PASSAGE TO READ
--- Begin ---
For example, children now can have multiple parents: natural parents or if a relationship breaks down, possible step-fathers or step-mothers or mother’s boyfriends or partners or father’s girlfriends or partners. And, with the legislation for same-sex marriage now pending, parents can include mother’s wife or father’s husband. And, with surrogacy still unregulated in Ireland, the list of parents can also include a sperm donor, an egg donor, the woman whose womb was rented for nine months, the couple who will raise the child.
Not too long ago family in Ireland was based on a very clear template: a relationship between a man and a woman that was legal, permanent, exclusive and reproductive. The woman was the home-maker; the father, the provider.
All of those categories have been challenged in recent years and marriage and family have become less clear or definitive social constructs as a variety of relationships, garnished by personal choice and circumstance, present themselves as, de facto, ‘marriages’ and ‘families’. While no one would question the existence of children, a case might well be made for saying that marriage, like words for Humpty Dumpty speaking to Alice in Through the Looking Glass, really only means what we want it to mean.
Part of the problem is that by calling something by a respectable word we give it an elevated status without actually describing it accurately in terms of what its traditional meaning was.
The Catholic Church, it could be argued, has a similar problem. It makes a distinction between two kinds of marriage: ‘sacramental’ and ‘natural’.
--- End ---
DATA SECTION
--- Begin ---
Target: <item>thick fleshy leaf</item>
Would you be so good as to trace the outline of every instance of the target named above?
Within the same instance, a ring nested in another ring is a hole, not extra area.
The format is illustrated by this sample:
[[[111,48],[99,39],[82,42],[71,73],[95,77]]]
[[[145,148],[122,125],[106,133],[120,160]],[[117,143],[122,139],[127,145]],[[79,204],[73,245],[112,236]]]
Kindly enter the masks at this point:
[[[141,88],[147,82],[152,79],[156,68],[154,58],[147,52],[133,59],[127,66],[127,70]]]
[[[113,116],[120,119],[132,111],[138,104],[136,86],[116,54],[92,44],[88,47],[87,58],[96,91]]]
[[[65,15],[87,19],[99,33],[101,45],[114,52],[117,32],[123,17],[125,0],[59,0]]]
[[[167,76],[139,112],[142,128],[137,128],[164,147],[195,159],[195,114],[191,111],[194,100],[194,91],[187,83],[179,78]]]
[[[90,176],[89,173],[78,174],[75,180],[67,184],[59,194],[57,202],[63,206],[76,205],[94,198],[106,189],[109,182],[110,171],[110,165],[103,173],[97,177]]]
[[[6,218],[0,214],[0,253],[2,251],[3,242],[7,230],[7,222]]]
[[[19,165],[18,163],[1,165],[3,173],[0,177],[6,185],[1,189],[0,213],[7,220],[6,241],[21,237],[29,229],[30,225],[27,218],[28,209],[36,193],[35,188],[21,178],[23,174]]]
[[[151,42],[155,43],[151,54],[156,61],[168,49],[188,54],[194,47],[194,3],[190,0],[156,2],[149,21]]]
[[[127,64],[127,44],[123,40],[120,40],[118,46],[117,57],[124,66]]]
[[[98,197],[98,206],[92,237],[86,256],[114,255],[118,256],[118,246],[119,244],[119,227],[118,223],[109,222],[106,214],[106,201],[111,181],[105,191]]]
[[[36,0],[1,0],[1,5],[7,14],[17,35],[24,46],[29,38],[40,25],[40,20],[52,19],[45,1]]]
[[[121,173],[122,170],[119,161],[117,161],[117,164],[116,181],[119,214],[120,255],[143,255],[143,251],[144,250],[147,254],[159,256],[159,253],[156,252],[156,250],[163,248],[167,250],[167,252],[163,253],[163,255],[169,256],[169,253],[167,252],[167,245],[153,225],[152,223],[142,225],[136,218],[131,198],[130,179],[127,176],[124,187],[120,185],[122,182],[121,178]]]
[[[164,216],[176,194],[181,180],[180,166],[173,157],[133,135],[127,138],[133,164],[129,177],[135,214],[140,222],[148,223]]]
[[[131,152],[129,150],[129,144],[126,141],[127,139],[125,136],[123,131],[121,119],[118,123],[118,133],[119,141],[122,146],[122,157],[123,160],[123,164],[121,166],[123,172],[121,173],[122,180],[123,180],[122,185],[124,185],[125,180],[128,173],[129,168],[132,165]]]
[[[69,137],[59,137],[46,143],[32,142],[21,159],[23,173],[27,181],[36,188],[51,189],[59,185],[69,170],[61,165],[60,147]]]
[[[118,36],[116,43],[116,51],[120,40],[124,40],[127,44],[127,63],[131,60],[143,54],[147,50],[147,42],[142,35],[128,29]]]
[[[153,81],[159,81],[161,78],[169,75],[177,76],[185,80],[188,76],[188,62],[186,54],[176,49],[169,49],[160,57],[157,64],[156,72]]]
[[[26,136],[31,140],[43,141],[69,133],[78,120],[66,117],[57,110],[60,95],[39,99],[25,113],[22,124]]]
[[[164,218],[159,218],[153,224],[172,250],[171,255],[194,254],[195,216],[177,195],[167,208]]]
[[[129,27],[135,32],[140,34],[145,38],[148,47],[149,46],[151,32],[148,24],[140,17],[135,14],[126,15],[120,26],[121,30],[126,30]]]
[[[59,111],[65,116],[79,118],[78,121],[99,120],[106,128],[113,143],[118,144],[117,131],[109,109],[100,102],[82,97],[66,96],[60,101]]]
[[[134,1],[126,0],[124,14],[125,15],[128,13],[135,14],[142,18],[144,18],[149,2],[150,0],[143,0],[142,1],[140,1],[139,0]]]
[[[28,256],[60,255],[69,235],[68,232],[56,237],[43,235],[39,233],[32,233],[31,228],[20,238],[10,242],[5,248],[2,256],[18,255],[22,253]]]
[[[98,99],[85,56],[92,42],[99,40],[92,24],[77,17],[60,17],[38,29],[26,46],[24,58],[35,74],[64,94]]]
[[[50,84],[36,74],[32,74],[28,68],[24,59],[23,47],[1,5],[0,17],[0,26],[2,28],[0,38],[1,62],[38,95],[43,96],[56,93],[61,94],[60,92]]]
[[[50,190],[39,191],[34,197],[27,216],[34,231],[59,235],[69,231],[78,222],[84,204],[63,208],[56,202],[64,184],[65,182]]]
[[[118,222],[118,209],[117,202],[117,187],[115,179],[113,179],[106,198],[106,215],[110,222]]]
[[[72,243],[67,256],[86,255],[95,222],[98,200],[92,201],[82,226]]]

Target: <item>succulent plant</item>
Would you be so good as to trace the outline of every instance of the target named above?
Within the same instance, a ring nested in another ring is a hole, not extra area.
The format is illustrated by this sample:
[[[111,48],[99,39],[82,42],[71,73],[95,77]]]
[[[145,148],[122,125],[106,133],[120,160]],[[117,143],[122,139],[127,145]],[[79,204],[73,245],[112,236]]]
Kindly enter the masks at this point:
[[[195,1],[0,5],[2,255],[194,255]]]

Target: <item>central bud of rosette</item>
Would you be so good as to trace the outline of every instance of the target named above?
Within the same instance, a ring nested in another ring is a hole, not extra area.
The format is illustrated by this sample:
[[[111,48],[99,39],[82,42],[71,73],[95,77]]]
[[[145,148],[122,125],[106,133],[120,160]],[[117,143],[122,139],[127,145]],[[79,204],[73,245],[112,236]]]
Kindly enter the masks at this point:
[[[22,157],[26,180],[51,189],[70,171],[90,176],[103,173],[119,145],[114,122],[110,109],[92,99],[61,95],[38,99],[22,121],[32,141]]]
--- End ---
Write out the passage on marriage and family in Ireland word for word, starting with "All of those" and going on through "marriage: ‘sacramental’ and ‘natural’.".

SOLUTION BELOW
All of those categories have been challenged in recent years and marriage and family have become less clear or definitive social constructs as a variety of relationships, garnished by personal choice and circumstance, present themselves as, de facto, ‘marriages’ and ‘families’. While no one would question the existence of children, a case might well be made for saying that marriage, like words for Humpty Dumpty speaking to Alice in Through the Looking Glass, really only means what we want it to mean.
Part of the problem is that by calling something by a respectable word we give it an elevated status without actually describing it accurately in terms of what its traditional meaning was.
The Catholic Church, it could be argued, has a similar problem. It makes a distinction between two kinds of marriage: ‘sacramental’ and ‘natural’.